● **Exercise directions**
Find every line in the records below that contains the word "green", and copy each of those lines.

·····

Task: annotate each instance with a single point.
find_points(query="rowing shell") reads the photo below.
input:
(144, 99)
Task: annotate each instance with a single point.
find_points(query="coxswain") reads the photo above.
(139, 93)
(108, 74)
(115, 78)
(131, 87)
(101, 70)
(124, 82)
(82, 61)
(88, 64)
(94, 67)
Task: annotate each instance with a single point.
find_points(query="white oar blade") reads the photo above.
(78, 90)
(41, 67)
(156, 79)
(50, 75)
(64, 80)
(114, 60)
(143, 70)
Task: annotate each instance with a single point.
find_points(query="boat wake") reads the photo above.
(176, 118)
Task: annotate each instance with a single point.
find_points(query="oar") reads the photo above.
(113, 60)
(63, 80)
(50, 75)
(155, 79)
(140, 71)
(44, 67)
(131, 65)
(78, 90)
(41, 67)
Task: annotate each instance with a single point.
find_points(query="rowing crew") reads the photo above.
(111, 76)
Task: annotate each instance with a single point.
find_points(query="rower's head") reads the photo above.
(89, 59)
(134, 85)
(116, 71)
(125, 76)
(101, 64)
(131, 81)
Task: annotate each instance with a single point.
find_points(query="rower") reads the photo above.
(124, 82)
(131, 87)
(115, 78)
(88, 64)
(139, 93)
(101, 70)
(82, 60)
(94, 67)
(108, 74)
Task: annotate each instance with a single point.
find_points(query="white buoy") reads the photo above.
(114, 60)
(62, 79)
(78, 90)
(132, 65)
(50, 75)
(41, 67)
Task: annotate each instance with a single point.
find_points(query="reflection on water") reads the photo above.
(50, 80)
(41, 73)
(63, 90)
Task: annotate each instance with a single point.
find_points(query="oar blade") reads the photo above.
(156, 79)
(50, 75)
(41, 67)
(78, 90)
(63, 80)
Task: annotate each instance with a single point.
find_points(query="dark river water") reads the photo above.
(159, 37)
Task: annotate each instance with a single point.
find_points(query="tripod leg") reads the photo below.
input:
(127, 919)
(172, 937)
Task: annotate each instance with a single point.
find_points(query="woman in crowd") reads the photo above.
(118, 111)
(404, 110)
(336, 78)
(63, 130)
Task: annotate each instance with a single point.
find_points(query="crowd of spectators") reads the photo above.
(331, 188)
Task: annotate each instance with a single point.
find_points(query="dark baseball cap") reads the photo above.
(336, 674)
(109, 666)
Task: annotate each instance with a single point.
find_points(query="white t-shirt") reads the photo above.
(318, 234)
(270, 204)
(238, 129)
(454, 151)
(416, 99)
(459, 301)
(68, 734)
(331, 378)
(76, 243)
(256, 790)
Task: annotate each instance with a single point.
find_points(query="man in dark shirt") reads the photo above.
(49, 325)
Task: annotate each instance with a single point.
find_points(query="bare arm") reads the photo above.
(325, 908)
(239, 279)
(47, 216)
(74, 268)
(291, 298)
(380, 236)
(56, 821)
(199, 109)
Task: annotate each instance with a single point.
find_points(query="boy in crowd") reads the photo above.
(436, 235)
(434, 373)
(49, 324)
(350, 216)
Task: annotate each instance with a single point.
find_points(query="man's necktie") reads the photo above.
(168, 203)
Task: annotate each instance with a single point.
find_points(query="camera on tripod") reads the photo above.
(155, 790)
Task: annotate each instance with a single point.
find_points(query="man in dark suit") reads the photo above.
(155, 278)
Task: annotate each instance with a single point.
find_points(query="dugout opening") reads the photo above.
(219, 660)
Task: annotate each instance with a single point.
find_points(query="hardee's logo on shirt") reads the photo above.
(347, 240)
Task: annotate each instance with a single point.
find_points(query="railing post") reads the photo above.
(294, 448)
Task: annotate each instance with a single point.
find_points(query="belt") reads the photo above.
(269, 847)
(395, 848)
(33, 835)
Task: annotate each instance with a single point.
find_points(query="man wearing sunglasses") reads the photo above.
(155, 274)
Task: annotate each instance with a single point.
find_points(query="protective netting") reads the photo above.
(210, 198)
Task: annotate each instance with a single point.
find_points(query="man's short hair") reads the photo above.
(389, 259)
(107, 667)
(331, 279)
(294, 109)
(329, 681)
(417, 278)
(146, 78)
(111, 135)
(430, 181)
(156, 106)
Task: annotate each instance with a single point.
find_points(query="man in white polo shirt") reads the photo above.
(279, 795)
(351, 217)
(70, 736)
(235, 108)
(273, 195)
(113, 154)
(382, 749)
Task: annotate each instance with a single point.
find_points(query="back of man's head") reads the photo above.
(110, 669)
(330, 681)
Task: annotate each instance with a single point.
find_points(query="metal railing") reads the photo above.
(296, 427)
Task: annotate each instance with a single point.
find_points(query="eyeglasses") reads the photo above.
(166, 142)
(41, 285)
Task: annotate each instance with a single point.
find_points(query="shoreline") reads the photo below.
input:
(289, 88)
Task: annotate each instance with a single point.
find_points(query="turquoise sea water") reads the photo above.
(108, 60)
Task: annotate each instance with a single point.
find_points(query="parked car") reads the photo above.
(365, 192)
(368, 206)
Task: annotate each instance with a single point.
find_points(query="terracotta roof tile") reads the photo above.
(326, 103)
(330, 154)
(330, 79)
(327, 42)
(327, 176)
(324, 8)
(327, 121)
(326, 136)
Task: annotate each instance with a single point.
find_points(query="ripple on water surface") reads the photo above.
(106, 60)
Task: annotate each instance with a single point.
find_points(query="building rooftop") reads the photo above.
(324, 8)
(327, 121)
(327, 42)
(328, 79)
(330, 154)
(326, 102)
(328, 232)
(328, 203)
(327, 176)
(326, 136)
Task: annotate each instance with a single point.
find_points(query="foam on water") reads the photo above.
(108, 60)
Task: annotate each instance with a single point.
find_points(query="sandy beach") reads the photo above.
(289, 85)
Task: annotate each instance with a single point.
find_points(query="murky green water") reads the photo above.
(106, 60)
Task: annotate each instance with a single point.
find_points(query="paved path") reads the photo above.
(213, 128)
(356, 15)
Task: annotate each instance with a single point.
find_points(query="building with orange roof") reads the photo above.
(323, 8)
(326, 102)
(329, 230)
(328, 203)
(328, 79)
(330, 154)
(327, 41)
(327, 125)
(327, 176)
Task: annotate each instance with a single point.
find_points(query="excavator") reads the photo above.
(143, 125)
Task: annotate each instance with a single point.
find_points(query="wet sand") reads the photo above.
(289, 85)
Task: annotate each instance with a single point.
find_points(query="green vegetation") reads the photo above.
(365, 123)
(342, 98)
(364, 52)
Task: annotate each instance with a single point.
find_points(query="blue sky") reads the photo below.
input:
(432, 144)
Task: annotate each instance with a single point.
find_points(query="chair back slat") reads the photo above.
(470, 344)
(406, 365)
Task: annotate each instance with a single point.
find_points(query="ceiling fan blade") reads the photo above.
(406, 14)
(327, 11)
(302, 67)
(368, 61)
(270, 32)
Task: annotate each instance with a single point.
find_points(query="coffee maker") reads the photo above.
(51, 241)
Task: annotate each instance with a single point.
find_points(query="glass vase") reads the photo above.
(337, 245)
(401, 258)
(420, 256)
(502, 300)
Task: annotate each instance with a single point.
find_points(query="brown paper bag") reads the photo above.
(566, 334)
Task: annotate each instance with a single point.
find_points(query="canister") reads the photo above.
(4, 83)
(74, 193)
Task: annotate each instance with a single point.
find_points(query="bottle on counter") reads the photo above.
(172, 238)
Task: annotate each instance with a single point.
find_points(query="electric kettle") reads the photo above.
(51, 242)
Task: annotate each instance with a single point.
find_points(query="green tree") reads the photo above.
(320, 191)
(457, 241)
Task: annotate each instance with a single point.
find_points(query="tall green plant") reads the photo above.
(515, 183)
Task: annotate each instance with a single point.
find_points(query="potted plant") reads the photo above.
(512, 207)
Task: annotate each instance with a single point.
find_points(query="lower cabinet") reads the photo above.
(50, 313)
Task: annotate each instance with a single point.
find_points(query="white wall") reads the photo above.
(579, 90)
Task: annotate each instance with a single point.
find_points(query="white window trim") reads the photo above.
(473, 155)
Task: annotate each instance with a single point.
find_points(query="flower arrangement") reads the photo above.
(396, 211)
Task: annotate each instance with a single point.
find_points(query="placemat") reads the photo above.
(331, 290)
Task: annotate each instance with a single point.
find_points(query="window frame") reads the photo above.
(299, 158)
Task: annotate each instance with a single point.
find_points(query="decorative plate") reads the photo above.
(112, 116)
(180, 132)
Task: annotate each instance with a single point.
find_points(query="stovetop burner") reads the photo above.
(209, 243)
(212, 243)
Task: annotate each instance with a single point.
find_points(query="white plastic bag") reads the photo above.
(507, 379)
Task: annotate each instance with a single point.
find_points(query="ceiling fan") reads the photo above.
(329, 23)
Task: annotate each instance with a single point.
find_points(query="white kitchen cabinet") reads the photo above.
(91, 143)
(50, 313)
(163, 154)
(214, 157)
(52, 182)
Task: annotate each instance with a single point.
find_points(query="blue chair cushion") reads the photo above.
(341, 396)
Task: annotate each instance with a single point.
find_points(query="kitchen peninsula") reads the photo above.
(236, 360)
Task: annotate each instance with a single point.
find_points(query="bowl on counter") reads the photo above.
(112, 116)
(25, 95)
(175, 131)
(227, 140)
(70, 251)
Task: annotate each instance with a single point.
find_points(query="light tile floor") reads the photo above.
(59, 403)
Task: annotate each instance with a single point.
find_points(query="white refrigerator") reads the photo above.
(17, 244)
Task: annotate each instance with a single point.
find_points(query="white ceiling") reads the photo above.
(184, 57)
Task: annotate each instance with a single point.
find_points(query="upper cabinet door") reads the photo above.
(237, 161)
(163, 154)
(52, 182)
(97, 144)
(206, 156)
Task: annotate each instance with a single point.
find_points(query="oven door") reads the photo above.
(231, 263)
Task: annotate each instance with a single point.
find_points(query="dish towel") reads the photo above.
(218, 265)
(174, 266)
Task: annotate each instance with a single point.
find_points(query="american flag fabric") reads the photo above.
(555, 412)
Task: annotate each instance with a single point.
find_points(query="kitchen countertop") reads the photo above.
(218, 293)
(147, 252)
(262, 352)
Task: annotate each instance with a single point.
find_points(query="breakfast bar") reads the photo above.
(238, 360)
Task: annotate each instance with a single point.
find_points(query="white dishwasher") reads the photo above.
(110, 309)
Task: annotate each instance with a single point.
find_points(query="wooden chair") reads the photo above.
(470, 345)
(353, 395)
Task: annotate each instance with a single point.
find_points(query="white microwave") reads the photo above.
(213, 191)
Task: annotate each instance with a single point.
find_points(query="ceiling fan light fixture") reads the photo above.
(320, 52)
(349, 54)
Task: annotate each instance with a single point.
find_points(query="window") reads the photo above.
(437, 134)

·····

● **Expected answer**
find_points(query="murky green water") reads the photo above.
find_points(query="green vegetation") reads the photo above.
find_points(query="green tree") reads the photo above.
find_points(query="tall green plant") reads the photo above.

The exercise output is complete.